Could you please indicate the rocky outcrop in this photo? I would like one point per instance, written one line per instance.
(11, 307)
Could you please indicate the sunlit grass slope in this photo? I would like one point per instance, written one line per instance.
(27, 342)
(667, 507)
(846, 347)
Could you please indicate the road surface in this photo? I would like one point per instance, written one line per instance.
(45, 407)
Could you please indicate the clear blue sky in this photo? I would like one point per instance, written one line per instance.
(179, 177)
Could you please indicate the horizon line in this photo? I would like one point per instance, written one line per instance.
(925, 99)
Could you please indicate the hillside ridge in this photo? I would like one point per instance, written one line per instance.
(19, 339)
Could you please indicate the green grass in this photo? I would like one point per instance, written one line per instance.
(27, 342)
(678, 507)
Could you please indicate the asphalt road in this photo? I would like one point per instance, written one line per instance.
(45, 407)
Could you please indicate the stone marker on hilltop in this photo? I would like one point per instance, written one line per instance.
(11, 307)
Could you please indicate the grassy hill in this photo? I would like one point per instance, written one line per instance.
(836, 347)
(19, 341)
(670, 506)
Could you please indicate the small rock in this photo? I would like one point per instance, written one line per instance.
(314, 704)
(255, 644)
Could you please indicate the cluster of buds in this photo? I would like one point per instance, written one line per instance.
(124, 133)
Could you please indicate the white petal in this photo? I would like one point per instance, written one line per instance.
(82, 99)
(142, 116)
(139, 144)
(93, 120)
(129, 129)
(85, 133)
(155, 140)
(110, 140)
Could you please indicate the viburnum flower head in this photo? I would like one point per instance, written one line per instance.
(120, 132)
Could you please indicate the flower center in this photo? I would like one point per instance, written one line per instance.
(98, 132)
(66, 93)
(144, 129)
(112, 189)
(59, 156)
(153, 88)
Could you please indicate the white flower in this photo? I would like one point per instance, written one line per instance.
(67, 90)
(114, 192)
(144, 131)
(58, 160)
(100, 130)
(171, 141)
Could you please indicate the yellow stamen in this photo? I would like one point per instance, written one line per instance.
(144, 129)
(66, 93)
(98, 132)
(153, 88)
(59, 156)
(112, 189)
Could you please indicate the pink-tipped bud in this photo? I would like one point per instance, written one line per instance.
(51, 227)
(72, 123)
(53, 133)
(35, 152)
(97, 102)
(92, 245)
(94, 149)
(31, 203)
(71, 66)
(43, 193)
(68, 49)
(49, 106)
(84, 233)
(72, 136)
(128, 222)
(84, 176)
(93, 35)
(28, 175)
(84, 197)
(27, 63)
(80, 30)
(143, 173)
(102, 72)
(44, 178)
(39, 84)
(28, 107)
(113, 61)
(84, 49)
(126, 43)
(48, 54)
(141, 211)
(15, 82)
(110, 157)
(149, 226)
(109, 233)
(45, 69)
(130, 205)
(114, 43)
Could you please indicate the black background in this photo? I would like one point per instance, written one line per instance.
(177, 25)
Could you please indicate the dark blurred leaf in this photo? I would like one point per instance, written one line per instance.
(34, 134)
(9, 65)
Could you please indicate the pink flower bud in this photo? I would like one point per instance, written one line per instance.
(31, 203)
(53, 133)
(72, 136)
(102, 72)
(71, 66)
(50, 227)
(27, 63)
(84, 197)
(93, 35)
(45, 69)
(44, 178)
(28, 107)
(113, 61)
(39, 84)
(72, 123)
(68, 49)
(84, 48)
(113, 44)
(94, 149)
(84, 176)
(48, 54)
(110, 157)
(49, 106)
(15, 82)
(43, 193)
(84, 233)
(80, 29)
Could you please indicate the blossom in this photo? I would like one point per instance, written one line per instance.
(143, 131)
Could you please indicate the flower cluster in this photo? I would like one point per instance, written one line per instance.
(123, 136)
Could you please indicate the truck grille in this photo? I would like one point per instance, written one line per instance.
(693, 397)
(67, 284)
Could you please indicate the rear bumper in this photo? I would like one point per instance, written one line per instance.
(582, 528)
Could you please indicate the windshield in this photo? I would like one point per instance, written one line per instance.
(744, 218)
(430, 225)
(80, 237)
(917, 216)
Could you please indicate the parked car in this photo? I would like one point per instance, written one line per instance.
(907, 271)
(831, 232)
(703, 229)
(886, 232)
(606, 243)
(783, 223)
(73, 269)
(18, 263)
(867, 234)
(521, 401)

Exercise brief ▸ Lay out every record above as a two-column CSV with the header row "record,answer", one row per record. Put each record's text and its answer in one quoted field apiece, and turn line breaks into spaces.

Response to the task ▸
record,answer
"Could you please indicate the rocky outcrop in this photo? I would like one point per instance, written one line per instance.","(11, 307)"
"Could you please indicate the sunlit grass slope in this photo? I would like one point per instance, written one line per instance.","(27, 342) (667, 507) (846, 347)"
"Could you please indicate the road surface in this photo? I would like one point per instance, written one line per instance.","(45, 407)"
"Could you please indicate the clear blue sky in this photo? I would like one point per instance, written one line per instance.","(179, 177)"
"Could you please indicate the horizon line in this photo? I would like one point per instance, written one line per instance.","(925, 99)"
"Could you please indicate the hillside ridge in this photo? I would like one point per instance, written one line per instance.","(19, 339)"
"Could you please indicate the green grass in this photo? I would like one point per instance, written one line per instance.","(27, 342) (678, 507)"
"Could you please indicate the asphalt road in this photo? I would like one point per instance, written one line per instance.","(45, 407)"
"Could you please indicate the stone marker on hilltop in this photo? I would like one point per instance, written one line per instance.","(11, 307)"
"Could you please indicate the grassy hill in this photo? I would like one point per instance, written one line per instance.","(836, 347) (19, 341) (670, 506)"
"Could you please indicate the small rock in this photo? I would like one point per instance, written one line per instance.","(314, 704) (255, 644)"
"Could you please indicate the cluster of buds in this photo? I would like one point per instance, written one line per instance.","(124, 133)"
"Could you please indicate the white petal in this photo? I would like one point per instance, written one line per instance.","(82, 99) (142, 116) (139, 144) (93, 120) (129, 129) (85, 133) (155, 140) (110, 140)"
"Could you please indicate the viburnum flower head in this photo? I would like one point per instance, written one line per instance.","(120, 132)"
"Could you please indicate the flower center in this photo? I would like one point per instance, written one line per instance.","(98, 132) (66, 93) (144, 129) (112, 189) (59, 156) (153, 88)"
"Could you please indicate the white flower in this photo? I would like one point per instance, written one line per instance.","(67, 90) (114, 192) (144, 131) (58, 160) (100, 130) (171, 141)"
"Could you please indicate the yellow stamen in this photo? I would like one point per instance, written one line per instance.","(144, 129) (66, 93) (98, 132) (153, 88) (59, 156) (112, 189)"
"Could you please indicate the pink-tipped bud in this photo? I would like one point per instance, written one line per instance.","(51, 227) (72, 123) (53, 133) (35, 152) (97, 102) (92, 245) (94, 149) (31, 203) (71, 66) (43, 193) (68, 49) (49, 106) (84, 233) (72, 136) (128, 222) (84, 176) (93, 35) (28, 175) (84, 197) (27, 63) (80, 30) (143, 173) (102, 72) (44, 178) (39, 84) (28, 107) (113, 61) (84, 49) (126, 43) (48, 54) (141, 211) (15, 82) (110, 157) (149, 226) (109, 233) (45, 69) (130, 205) (114, 43)"
"Could you please indicate the black background in this photo? I would like one point per instance, written one line per instance.","(177, 25)"
"Could you please indicate the dark blurred leaf in this photo? I would like one point per instance, written one line per instance.","(34, 134) (9, 65)"
"Could you please indicate the pink flower bud in this photo? I would like one point per instance, written one line per instance.","(31, 203) (53, 133) (72, 136) (102, 72) (71, 66) (50, 227) (27, 63) (84, 197) (93, 35) (45, 69) (44, 178) (28, 107) (113, 61) (39, 84) (72, 123) (68, 49) (84, 48) (113, 44) (94, 149) (84, 176) (48, 54) (110, 157) (49, 106) (15, 82) (43, 193) (84, 233) (80, 29)"
"Could you please indicate the blossom in this photo? I would like one point per instance, written one line per instance.","(143, 131)"
"Could you please indicate the flower cluster in this photo? I would like one point per instance, written one line per instance.","(123, 136)"
"Could you please indicate the truck grille in this photo? I would like one point per instance, written one line per instance.","(693, 397) (67, 284)"
"Could you please indicate the rear bumper in this photo? I would like one point per instance, written one line per instance.","(582, 528)"
"Could you please indicate the windshield in this photo? I would like one point per instance, written one line per instance.","(744, 218) (430, 225) (80, 237) (917, 216)"
"Could you please indicate the parked car in this photo? I would like one point per instance, written one line per instance.","(907, 271) (831, 232) (703, 229) (886, 232) (606, 243) (783, 223) (73, 269) (18, 263) (867, 234) (521, 401)"